→ Data shown
● ● ● ●
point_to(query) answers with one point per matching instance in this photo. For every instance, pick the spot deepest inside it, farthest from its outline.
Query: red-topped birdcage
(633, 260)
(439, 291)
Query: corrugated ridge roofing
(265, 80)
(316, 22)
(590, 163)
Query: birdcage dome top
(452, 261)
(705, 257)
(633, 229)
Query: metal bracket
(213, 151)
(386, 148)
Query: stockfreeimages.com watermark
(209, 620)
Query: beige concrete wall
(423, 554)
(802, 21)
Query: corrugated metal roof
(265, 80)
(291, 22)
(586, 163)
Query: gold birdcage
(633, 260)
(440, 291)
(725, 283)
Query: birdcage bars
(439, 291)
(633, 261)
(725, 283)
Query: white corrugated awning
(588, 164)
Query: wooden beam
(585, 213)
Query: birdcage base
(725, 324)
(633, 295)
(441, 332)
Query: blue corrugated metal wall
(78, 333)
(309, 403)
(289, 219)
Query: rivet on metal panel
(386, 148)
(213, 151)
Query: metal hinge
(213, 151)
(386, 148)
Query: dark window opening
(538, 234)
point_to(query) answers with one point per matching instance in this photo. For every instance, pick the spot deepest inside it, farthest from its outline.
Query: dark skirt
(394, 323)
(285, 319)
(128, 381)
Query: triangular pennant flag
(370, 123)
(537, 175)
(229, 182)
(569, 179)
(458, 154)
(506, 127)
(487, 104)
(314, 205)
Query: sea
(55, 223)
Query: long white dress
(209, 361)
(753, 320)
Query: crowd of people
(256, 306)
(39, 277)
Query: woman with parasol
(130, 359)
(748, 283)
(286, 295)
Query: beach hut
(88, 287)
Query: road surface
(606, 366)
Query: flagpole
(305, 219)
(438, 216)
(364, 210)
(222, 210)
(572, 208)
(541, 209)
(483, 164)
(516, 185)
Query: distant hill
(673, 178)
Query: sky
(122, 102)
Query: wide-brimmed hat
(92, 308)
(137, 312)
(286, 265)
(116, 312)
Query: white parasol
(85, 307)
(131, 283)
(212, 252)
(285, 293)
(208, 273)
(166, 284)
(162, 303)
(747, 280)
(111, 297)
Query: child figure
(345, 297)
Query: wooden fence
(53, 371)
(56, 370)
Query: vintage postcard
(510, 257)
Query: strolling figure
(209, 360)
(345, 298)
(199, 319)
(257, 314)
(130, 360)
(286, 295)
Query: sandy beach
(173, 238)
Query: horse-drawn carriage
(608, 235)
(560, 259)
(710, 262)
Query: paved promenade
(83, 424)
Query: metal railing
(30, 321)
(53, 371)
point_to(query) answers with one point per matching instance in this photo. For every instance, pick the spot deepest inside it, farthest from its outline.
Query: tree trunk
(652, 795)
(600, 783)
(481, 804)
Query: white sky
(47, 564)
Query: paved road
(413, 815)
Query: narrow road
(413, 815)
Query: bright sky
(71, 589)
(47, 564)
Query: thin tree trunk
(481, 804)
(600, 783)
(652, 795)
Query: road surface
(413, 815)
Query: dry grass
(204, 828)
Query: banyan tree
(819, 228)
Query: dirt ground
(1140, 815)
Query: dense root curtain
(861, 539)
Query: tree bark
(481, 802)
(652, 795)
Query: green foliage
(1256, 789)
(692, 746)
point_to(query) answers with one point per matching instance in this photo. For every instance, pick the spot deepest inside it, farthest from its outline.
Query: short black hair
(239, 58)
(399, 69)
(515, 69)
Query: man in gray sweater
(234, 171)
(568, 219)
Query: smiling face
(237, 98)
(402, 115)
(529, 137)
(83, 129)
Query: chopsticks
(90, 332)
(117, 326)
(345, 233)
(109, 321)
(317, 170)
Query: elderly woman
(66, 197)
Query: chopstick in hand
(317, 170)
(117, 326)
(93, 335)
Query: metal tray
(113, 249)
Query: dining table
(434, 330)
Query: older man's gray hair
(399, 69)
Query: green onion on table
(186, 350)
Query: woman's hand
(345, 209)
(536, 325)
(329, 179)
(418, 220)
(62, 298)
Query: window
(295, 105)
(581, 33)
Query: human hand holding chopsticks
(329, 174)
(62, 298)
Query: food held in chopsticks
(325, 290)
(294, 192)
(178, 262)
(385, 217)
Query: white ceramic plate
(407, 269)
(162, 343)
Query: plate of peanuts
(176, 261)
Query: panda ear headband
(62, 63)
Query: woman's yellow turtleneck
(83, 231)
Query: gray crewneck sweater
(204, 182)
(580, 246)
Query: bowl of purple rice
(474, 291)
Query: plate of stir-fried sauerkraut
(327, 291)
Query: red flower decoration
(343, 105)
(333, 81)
● ● ● ●
→ Problem
Write out the data exactly as it stands.

→ Complete answer
point_to(query) answers with one point per matching instance in this photo. For every instance, pick the spot deepest inside it, farthest from its outline.
Query: red-topped birdcage
(633, 260)
(439, 291)
Query: corrugated ridge roofing
(265, 80)
(316, 22)
(590, 163)
Query: birdcage dome top
(452, 261)
(705, 257)
(633, 229)
Query: metal bracket
(213, 151)
(386, 148)
Query: stockfreeimages.com watermark
(209, 620)
Query: beige concrete wall
(423, 554)
(802, 21)
Query: corrugated metal roof
(265, 80)
(291, 22)
(586, 163)
Query: gold birdcage
(633, 260)
(440, 291)
(725, 283)
Query: birdcage bars
(439, 291)
(633, 261)
(725, 283)
Query: white corrugated awning
(588, 164)
Query: wooden beam
(585, 213)
Query: birdcage base
(725, 324)
(633, 295)
(441, 332)
Query: blue corrugated metal wall
(78, 333)
(309, 403)
(289, 219)
Query: rivet on metal panel
(386, 148)
(213, 151)
Query: metal hinge
(213, 151)
(386, 148)
Query: dark window opening
(538, 234)
point_to(query) answers with one point per matching instance in this photo. For every instance, pick the spot deepest inside it, farthest from its outline.
Query: dark skirt
(394, 323)
(285, 319)
(128, 381)
Query: triangular pennant flag
(370, 123)
(537, 175)
(229, 182)
(569, 179)
(458, 154)
(506, 127)
(487, 104)
(314, 205)
Query: sea
(55, 223)
Query: long white dress
(209, 361)
(753, 320)
Query: crowd of people
(256, 306)
(39, 277)
Query: woman with parasol
(130, 359)
(748, 283)
(286, 295)
Query: beach hut
(88, 287)
Query: road surface
(606, 366)
Query: flagpole
(305, 219)
(438, 216)
(364, 210)
(222, 210)
(572, 208)
(541, 209)
(483, 164)
(516, 185)
Query: distant hill
(673, 178)
Query: sky
(122, 102)
Query: wide-brimmed hat
(92, 308)
(137, 312)
(286, 265)
(116, 312)
Query: white parasol
(85, 307)
(131, 283)
(212, 252)
(285, 293)
(208, 273)
(166, 284)
(162, 303)
(747, 280)
(111, 297)
Query: child figure
(345, 297)
Query: wooden fence
(53, 371)
(56, 370)
Query: vintage postcard
(510, 257)
Query: strolling figure
(209, 360)
(345, 298)
(199, 319)
(257, 314)
(130, 360)
(286, 295)
Query: sandy beach
(173, 238)
Query: horse-drawn carriage
(608, 235)
(560, 259)
(710, 262)
Query: paved promenade
(83, 424)
Query: metal railing
(30, 321)
(53, 371)
point_to(query) answers with one point per matching instance in this photo. For every instance, pick the spot deepest inside it, farthest from its outline.
Query: tree trunk
(652, 795)
(600, 783)
(481, 804)
Query: white sky
(47, 564)
Query: paved road
(413, 815)
Query: narrow road
(413, 815)
Query: bright sky
(71, 589)
(47, 564)
Query: thin tree trunk
(481, 804)
(600, 783)
(652, 795)
Query: road surface
(413, 815)
Query: dry grass
(204, 828)
Query: banyan tree
(819, 228)
Query: dirt ground
(1140, 815)
Query: dense root curtain
(861, 539)
Query: tree bark
(481, 802)
(652, 795)
Query: green foliage
(1256, 789)
(692, 746)
point_to(query) answers with one point per matching instance in this photo. For every instance, pick the spot deepest inside it, farthest from its outline.
Query: short black hair
(239, 58)
(399, 69)
(515, 69)
Query: man in gray sweater
(234, 171)
(568, 219)
Query: smiling face
(237, 98)
(402, 115)
(529, 137)
(83, 129)
Query: chopsticks
(90, 332)
(117, 326)
(345, 233)
(109, 321)
(317, 170)
Query: elderly woman
(66, 197)
Query: chopstick in hand
(317, 170)
(117, 326)
(93, 335)
Query: metal tray
(113, 249)
Query: dining table
(434, 330)
Query: older man's gray hair
(399, 69)
Query: green onion on table
(186, 350)
Query: woman's hand
(345, 209)
(536, 325)
(329, 179)
(418, 220)
(62, 298)
Query: window
(295, 105)
(581, 33)
Query: human hand holding chopsticks
(329, 174)
(62, 298)
Query: food held in chopsticks
(325, 290)
(294, 192)
(178, 262)
(385, 217)
Query: white ceramic plate
(407, 269)
(162, 343)
Query: plate of peanuts
(176, 261)
Query: panda ear headband
(62, 63)
Query: woman's yellow turtleneck
(83, 231)
Query: gray crewneck sweater
(204, 182)
(580, 246)
Query: bowl of purple rice
(474, 291)
Query: plate of stir-fried sauerkraut
(327, 291)
Query: red flower decoration
(343, 105)
(333, 81)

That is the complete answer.